» **Reading text**
= Beginning of Section =

The Omaha Ford Motor Company Assembly Plant is located at 1514-1524 Cuming Street in North Omaha, Nebraska. In its 16 years of operation, the plant employed 1,200 people and built approximately 450,000 cars and trucks. In the 1920s, it was Omaha's second-biggest shipper.

==History==

===Ford plant===
The plant was designed by Albert Kahn as a Model T assembly plant, and built in 1916. Its design represents an important step in the development of Ford's assembly process. Previously, each step in the assembly of an automobile had taken place in a different building, which entailed a cost in time and labor to move the product from one building to another. From 1903 to 1916, Kahn designed "all-under-one-roof" buildings for a variety of manufacturers. In such buildings, Ford's usual practice was to begin assembly on the top floor and move downward until the product was finished at ground level. The Omaha plant was an exception to this: assembly began on the lowest floor and moved upward. It is speculated that the roof was used for storage of finished automobiles.

In 1917, Kahn designed the first single-floor assembly plant with a continuous moving assembly line at Ford's Rouge River plant. This design supplanted the older one; the Model A, which replaced the Model T, used a continuous line that could not be installed in the Omaha plant. Assembly ceased at the Omaha plant in 1932. Ford continued to use the building as a sales and service center until 1955.

= End of Section =

» **Explore the material**
[1] Name each individual year mentioned in the Omaha Ford plant article, not counting decades.
[2] According to the Omaha Ford plant article, in which direction did assembly move through the Omaha building?
[3] Carry on the article about the Omaha Ford assembly plant from its last sentence.
The rows after this come from a separate source.

» **Image point grounding data**
= Beginning of Section =

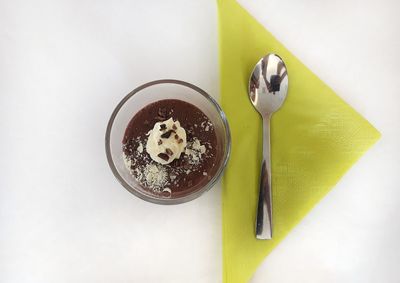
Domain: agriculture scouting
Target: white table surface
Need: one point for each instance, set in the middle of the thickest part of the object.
(65, 64)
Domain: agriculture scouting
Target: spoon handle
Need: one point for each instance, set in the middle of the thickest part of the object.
(264, 210)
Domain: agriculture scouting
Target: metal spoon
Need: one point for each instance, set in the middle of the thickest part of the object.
(267, 90)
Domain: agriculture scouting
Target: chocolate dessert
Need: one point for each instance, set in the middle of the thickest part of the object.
(170, 148)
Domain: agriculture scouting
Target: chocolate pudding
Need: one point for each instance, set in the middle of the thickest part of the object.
(170, 148)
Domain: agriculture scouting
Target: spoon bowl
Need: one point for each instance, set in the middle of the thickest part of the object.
(268, 87)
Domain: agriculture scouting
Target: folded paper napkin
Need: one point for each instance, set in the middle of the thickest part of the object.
(315, 138)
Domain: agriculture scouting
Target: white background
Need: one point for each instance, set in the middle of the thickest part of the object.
(64, 65)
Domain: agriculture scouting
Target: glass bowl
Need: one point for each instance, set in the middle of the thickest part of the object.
(141, 97)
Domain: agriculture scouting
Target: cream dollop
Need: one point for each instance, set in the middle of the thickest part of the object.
(166, 141)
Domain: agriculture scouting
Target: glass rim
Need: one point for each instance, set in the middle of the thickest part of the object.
(154, 199)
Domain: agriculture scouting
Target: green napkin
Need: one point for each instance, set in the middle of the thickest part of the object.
(315, 138)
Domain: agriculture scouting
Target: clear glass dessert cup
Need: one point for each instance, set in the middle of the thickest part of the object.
(143, 96)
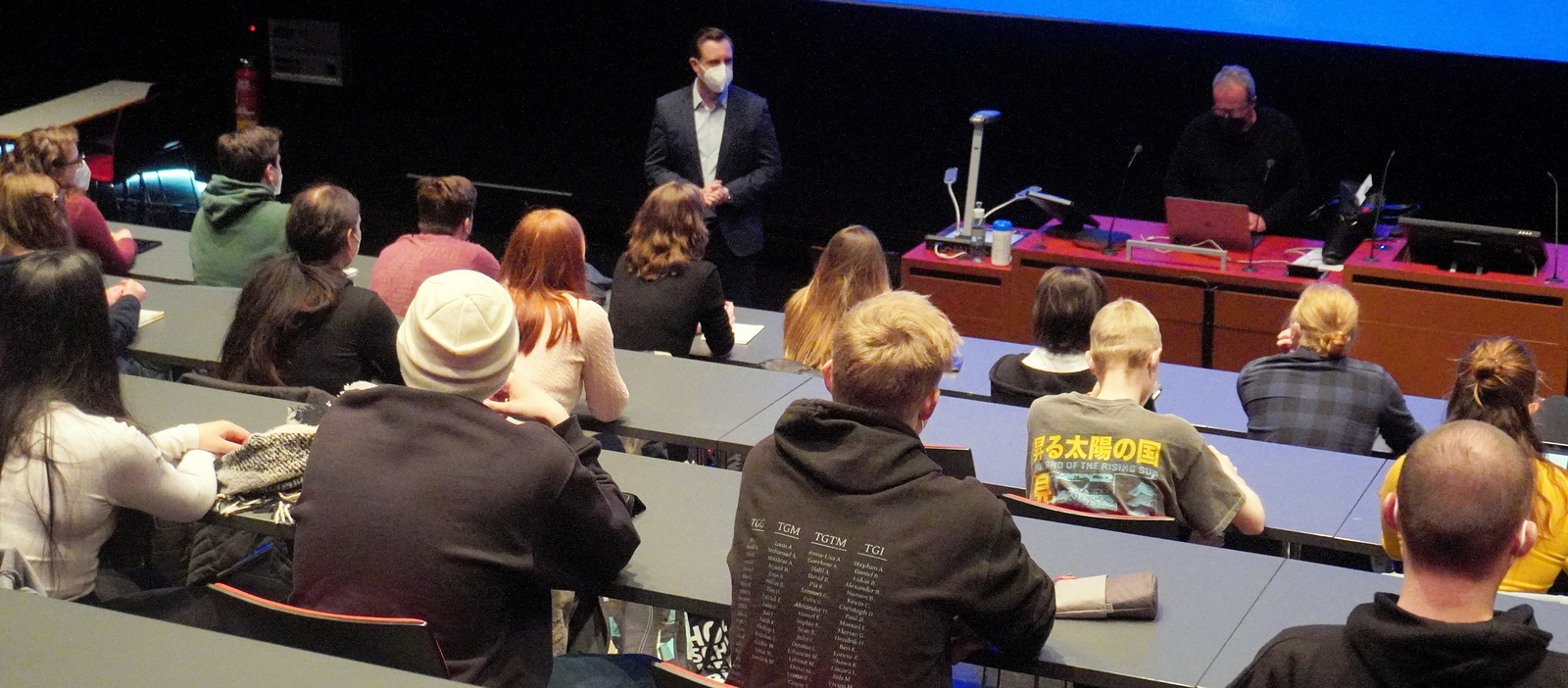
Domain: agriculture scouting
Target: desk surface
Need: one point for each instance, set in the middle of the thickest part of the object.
(54, 643)
(1306, 494)
(75, 107)
(1303, 593)
(681, 563)
(1204, 594)
(1363, 530)
(692, 402)
(193, 326)
(159, 405)
(172, 262)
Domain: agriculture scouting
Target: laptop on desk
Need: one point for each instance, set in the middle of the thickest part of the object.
(1192, 221)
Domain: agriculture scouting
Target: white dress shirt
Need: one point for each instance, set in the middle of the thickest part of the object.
(710, 130)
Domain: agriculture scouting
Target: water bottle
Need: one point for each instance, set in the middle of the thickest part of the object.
(1003, 242)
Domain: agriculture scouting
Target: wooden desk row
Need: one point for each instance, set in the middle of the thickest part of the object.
(67, 645)
(1415, 319)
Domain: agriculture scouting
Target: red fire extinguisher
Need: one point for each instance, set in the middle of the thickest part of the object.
(247, 101)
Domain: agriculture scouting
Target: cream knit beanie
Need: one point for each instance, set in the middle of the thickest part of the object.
(460, 336)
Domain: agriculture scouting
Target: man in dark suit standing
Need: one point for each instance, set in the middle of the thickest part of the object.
(718, 136)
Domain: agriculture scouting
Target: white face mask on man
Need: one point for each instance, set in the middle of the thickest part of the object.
(718, 77)
(83, 175)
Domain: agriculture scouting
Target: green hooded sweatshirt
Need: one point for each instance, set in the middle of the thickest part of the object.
(235, 230)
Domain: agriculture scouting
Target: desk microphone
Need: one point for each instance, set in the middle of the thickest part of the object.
(1556, 227)
(1251, 248)
(1379, 199)
(1123, 190)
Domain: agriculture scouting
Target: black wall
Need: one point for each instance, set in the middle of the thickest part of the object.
(870, 105)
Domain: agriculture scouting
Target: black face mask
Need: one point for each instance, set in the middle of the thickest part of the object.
(1233, 125)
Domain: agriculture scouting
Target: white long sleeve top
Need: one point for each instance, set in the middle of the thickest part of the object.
(102, 465)
(569, 370)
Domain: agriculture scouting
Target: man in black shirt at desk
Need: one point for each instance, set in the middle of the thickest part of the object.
(1243, 154)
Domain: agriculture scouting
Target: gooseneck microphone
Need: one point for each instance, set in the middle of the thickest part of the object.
(1379, 199)
(1251, 243)
(1556, 229)
(1123, 190)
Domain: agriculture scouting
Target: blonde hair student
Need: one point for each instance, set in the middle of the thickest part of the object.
(1104, 453)
(1496, 384)
(1325, 319)
(888, 353)
(851, 270)
(1313, 394)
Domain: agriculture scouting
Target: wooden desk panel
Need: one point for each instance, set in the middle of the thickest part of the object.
(1418, 320)
(1246, 326)
(1178, 308)
(976, 297)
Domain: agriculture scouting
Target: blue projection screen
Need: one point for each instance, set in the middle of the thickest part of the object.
(1505, 28)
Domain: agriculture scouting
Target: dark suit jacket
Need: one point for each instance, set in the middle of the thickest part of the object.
(749, 160)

= End of Section =

» **Outputs by task**
[1] 1903, 1916, 1917, 1932, 1955

[2] Upward, starting on the lowest floor.

[3]
===Post-Ford===
After Ford's departure, the building was used as a warehouse by the Western Electric Company from 1956 to 1959. It was then vacant until 1963, when it was occupied by Tip Top Products, an Omaha manufacturer of liquid solder, hair accessories, and other plastic goods founded by Carl W. Renstrom. Tip Top left the building in 1986, after which it was again vacant for several years. It served as a tire warehouse and retail outlet for some time, but then fell vacant again.

In 2005, the building was opened as TipTop Apartments, a mixed-use building with office space on the first floor and with 96 loft-style apartments on the upper levels; an adjoining building houses a banquet-and-conference center.